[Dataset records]

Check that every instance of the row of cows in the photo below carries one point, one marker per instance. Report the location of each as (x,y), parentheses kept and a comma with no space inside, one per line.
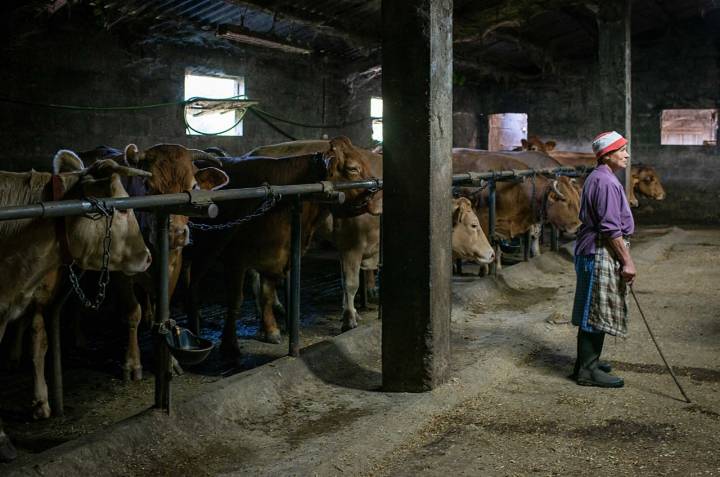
(34,251)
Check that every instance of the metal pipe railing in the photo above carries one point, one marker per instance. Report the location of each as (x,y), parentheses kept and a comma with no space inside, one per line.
(83,206)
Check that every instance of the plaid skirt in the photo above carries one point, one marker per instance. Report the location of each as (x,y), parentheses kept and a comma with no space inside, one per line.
(601,294)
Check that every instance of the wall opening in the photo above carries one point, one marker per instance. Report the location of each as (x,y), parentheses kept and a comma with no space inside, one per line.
(688,127)
(507,130)
(222,123)
(376,114)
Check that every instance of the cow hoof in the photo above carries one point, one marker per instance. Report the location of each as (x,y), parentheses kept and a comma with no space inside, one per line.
(350,320)
(7,450)
(136,374)
(41,410)
(230,349)
(132,374)
(177,369)
(373,294)
(278,309)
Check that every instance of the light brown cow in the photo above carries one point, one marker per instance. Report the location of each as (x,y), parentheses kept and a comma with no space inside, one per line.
(469,242)
(32,248)
(173,170)
(356,238)
(263,243)
(645,179)
(521,204)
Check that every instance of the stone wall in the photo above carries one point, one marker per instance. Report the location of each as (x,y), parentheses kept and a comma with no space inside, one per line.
(75,64)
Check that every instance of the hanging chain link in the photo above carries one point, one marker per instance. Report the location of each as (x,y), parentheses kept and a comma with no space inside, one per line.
(107,213)
(270,201)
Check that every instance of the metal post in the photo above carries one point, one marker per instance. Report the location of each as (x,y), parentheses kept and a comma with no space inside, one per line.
(491,224)
(296,249)
(554,238)
(162,314)
(378,273)
(362,290)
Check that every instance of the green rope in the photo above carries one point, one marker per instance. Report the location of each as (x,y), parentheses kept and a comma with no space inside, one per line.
(259,112)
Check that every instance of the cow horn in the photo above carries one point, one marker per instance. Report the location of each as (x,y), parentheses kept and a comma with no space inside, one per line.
(132,155)
(131,171)
(557,191)
(198,155)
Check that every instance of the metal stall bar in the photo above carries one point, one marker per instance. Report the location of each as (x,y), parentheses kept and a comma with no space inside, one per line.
(554,238)
(162,315)
(79,207)
(491,226)
(296,252)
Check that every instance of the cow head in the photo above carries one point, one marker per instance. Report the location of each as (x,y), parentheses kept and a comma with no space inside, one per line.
(646,181)
(533,143)
(468,239)
(173,170)
(128,252)
(563,204)
(347,163)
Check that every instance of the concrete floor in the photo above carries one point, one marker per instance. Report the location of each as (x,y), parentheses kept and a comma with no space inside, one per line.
(507,409)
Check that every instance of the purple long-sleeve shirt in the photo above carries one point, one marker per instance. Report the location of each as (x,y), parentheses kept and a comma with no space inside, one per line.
(604,210)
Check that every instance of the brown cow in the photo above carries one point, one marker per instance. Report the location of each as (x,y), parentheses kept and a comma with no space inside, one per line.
(33,248)
(263,243)
(173,170)
(469,242)
(520,205)
(645,179)
(175,174)
(357,237)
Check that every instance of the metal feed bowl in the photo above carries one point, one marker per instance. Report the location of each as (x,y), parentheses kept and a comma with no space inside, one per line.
(187,348)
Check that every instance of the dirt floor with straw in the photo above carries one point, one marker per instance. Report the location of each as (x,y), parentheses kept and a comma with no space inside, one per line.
(508,407)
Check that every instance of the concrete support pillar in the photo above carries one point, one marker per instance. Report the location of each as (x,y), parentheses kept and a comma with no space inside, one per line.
(417,172)
(614,48)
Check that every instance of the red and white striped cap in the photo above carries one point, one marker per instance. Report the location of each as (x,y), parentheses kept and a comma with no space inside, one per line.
(607,142)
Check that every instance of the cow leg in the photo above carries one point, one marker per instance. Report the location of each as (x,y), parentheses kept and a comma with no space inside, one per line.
(371,284)
(40,404)
(234,281)
(132,369)
(17,337)
(7,450)
(350,263)
(268,296)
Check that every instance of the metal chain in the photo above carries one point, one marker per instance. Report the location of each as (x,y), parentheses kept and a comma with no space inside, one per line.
(165,327)
(108,214)
(270,202)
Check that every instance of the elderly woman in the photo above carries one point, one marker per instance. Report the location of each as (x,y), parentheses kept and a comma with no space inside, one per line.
(603,263)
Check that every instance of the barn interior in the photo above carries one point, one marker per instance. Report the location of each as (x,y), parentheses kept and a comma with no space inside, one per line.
(82,73)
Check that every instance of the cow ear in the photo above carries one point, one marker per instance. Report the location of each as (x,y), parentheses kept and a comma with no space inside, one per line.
(211,178)
(132,155)
(67,161)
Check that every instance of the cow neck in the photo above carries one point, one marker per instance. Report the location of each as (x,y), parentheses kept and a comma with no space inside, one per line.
(346,210)
(538,204)
(58,191)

_Work instructions_
Restate the whole listing above exactly, except for its images.

_Final result_
Check that every instance of the row of cows in the photo below carries one point, one marker per instance. Report the location of each as (x,y), parentheses kept and a comma with no space inside, one per line.
(34,251)
Check that every instance of the metal pipe railing in the photo above carries one point, one marker per instance. Report the location of each as (x,y), parentheses kept and a comma with no space inside, one per line.
(83,206)
Check that every instance of the plaid skirt in the photo above carries one point, one marker per instance. Report the location of each as (x,y), parentheses kept and a comma with no space inside, one per line.
(601,294)
Check that every instance of the wall opening in the photo above carries one point, one marker per instance. Report the location of each as (x,y), parentheses kept and a comma with no space inside, one per line.
(688,127)
(507,130)
(222,123)
(376,114)
Check that every instance of the cow hoof in the photo above carries one point, one marker per instance. Report the location of each as (x,y), parentheses kept and a comma with no space inside, one per line.
(350,320)
(7,450)
(136,374)
(41,410)
(230,349)
(132,374)
(177,369)
(373,294)
(278,309)
Check that every instance of the light brown cow in the photo above carries one point, one marker per instance. Report the location of each as (x,y), parentheses kept and a comma with no space inside, one per line.
(469,242)
(32,248)
(173,170)
(356,238)
(263,243)
(645,179)
(521,204)
Check that every instance of the stone wall in the photo above carries one point, one marker per instance. Report the location of each as (x,y), parentheses kept and a comma with no space inside, one per line.
(75,64)
Check that every instance of the hanging chain link in the photo above carries one point, one marker per instance. Report the location of each as (x,y), parentheses kept and a comma with no space inside, one per line.
(107,213)
(270,201)
Check that every instance of the metal post in the photo above carries one point, one marker per instance. Report the location of each as (x,y), parentheses kept and a comma with no space inside, one per line.
(491,224)
(296,249)
(554,238)
(162,314)
(378,273)
(362,290)
Check that every instance of the green rope in the photo above carries one point, one marker per instance. Report the location of each as (x,y), parentheses kept and a comma with no space inside, one per line.
(259,112)
Check that every instance of the cow horn in the photo above carries one point, one marker per instance. Report the location of each as (x,y), parentheses kept and a comma with no space inside, one per line.
(132,155)
(131,171)
(557,191)
(198,155)
Check that every instance of the metal stall bar in the photo above carries one point, one marker per instance. Report the location of each as (x,y), parentheses kept and a comma with no space inside, one per line.
(554,238)
(162,315)
(79,207)
(491,226)
(296,252)
Check that every instance of the cow head in the photo above carries one point, one marker per instance. Report the location of each as (x,y), parentheses kept and a comma with no space inside, one per line.
(646,181)
(533,143)
(468,239)
(173,170)
(128,252)
(563,204)
(347,163)
Check that every instance of the concrete floor in the photo above carries one point, one marker per instance. Report the location of each as (x,y), parentheses kept and a comma with no space inside, one per line.
(507,409)
Check that every instance of the purple long-sleeve shirt in the photo above carries one point, one marker per instance. Report the location of each as (x,y), parentheses kept and a comma with no space inside, one per line.
(604,210)
Check that every instance of the brown cow in the photo above carries one point, one marker per instance. Report the location of each as (x,y), parentheses kept and a comma with no space inside, one per line.
(33,248)
(263,243)
(173,170)
(469,242)
(520,205)
(645,179)
(175,174)
(357,237)
Check that every instance of the metal feed bowl in the photo above carries one point, one marker per instance. Report the location of each as (x,y), parentheses kept and a comma with no space inside, one per line.
(187,348)
Check that every instance of the dirt floor with straw in the photo above carries one point, one marker per instance. Report the location of each as (x,y), parentheses kept and a comma with no space inside, one per line.
(508,407)
Check that every instance of the concrete support pillar in the photo above carries one point, one marker per instance. Report the location of each as (x,y), parentheses kept and a comma with no space inside, one per line.
(417,172)
(614,48)
Check that every instance of the red and white striped cap in the photo above carries one point, one marker per instance. Report the location of each as (x,y), parentheses kept and a comma with no space inside, one per line.
(607,142)
Check that every instance of the cow leg in the photo above carries one point, one marker per instance. Report the location of each as (x,y), parentheses kept and a comma with no space inside, one per line.
(371,284)
(40,404)
(234,281)
(132,369)
(17,337)
(7,450)
(350,263)
(268,296)
Check that every instance of the metal chain in the photo above carries one point, one marker per instance. Report the location of each as (x,y), parentheses kept and a comma with no space inside, one per line.
(165,327)
(108,214)
(270,202)
Check that every instance of the elderly woman in the photo above carries one point, one marker per instance. Report the location of each as (x,y), parentheses kept and a comma with no space inside, one per line.
(603,263)
Check that every instance of the barn interior in the photo above carries one point, one marker per instance. Report the location of each as (x,y), parentheses kept and a comma with no space inside, one per line.
(82,73)
Check that every instance of the cow ear in the photo above carries one point, one marker per instance. Report the location of each as (x,y), parentheses kept and a comma with no space inside, one per line.
(211,178)
(132,155)
(67,161)
Check that every instance of the cow neck in the photo above carries one point, one marker per instance. Report the location of each as (x,y), parentheses kept and a comma with no space inside, one per line.
(346,210)
(538,204)
(58,191)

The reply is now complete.